◆ Aim of the exercise:
Every line from the one bearing "is: black shoulder" through the last line of the entries should be printed exactly, with no other output.

Text-to-region grounding data:

..........

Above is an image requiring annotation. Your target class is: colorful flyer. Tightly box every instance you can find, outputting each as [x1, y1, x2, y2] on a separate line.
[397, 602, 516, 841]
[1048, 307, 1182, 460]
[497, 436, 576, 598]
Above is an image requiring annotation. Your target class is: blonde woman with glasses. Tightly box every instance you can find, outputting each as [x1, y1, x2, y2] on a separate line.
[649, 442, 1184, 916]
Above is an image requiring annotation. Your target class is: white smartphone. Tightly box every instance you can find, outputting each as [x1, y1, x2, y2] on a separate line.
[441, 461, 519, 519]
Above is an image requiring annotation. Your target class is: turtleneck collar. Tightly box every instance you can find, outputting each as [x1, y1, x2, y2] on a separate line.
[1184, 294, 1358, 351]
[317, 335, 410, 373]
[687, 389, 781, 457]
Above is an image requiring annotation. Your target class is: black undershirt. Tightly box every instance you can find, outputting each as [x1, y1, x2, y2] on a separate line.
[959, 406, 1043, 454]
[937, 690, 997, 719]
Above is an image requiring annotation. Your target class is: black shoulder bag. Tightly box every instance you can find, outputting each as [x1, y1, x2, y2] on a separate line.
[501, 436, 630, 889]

..........

◆ Written answer:
Above is an image requiring annotation. Your target class is: black shoulder bag. Tightly box every instance you can find, outputting each as [x1, y1, x2, y2] on a separate line.
[501, 436, 630, 889]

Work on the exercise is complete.